# G scale Lionel runs very slow



## mcmyster (Feb 23, 2009)

I have a g scale Thomas the Train Lionel and a James Lionel. 
I bought them new this last year, they have not made these for years, but they were never opened. They are about 8 years old. They run slow, so I had them cleaned and lubed.
They still run slow. If I clean the track, they run ok for a day or so, but they start running slow after a few hrs of running. I am not ver happy with them. 
I bought a g scale Bachman xmas trolley and put it on the track and it was fast!!! The troley ran fast every night for hrs for the whole xmas month. The trolley ran on the Thomas track with no problems.
Is there something that can be done with the lionel trains that will make them run better?

Thanks


----------



## Mik (Jan 2, 2008)

Weeeeeeeelllllllllllllllllllllllllllllllllllllllllllllllllllllllllllllll, 

You have to realize Lionel, ESPECIALLY large scale Lionel, is most definitely NOT the same quality as the O or Standard gauge stuff your dad or grandpa had. They CAN be made to run decently, but, to put it bluntly, are generally c-r-a-p straight out of the box... especially the six coupled drive like they used on the Gold Rush and Thomas pieces. (My considered OPINION, no more, no less. And I've had one Gold Rush, two Thomases, and still own James -- Plus a Mickey and Donald handcar, cute, but has never run real good either) 

My first question for you before I go blathering on, is to ask how well you cleaned and relubed them... Did you disassemble them and remove ALL the old grease from both upper and lower gearboxes? That stuff Lionel used tends to set up like tar... or maybe peanut butter, when it gets old.... especially if they just sat in a box for the last 15 or so years. The motor isn't very powerful to start with, so you need to make sure you eliminate all the internal drag that you can. 

Also, a big part of the performance problemin general is those brass wheels. They get grubby and oxidize pretty fast. Someplace, a ****'s age ago, I saw where a guy had used some sort of conductive blackening process to try to minimize or slow the oxidation problem... I forget where I saw it, or how well it worked. With James you can always add metal wheels for extra pickups to the pilot and tender... Thomas is pretty much on his own beyond adding a wiper type pickup to the center drivers. 

Another option to make them perform a LOT better, is to do what I recommended in the other recent Lionel thread ( http://www.mylargescale.com/Communi...fault.aspx ) - My James works MUCH better now than when he arrived... He still requires his wheels cleaned rather often, but otherwise... but only YOU can decide if it's worth all the extra trouble to you. 

Sometimes you just gotta keep telling yourself that half the fun is in the journey...... Maybe you'll even believe it. Maybe. LOL!


----------



## altterrain (Jan 2, 2008)

Go complain to Neil - 










My, my, hey, hey..... 

-Brian


----------



## altterrain (Jan 2, 2008)

I have seen a few of the original LS Thomas's run around the track and they seem to run at a decent speed. Its possible that the gear lube in yours has thickened to the consistency of Mississippi mud sitting in the box for 8 years. Crack 'em open, clean 'em up and relube 'em!

■ ■ ■ ■ ■

__What is asked__
[A] From the forum thread on slow-running Lionel trains, write out the passage between "Also, a big" and "the center drivers.", inclusive.
[B] In the forum thread on slow-running Lionel trains, what does Mik say the grease Lionel used tends to do when it gets old?

__Collected material__
■ ■ ■ ■ ■

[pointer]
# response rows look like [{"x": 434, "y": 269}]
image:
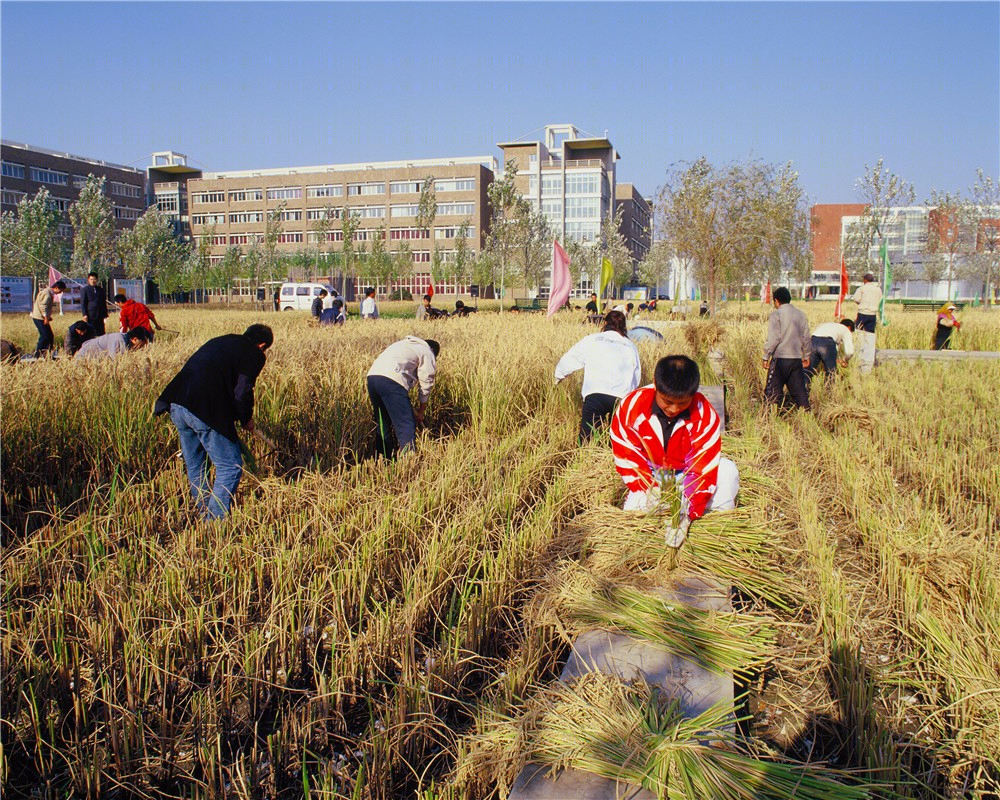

■ ■ ■ ■ ■

__Answers for the exercise__
[A]
Also, a big part of the performance problemin general is those brass wheels. They get grubby and oxidize pretty fast. Someplace, a ****'s age ago, I saw where a guy had used some sort of conductive blackening process to try to minimize or slow the oxidation problem... I forget where I saw it, or how well it worked. With James you can always add metal wheels for extra pickups to the pilot and tender... Thomas is pretty much on his own beyond adding a wiper type pickup to the center drivers.

[B] It tends to set up like tar, or maybe peanut butter.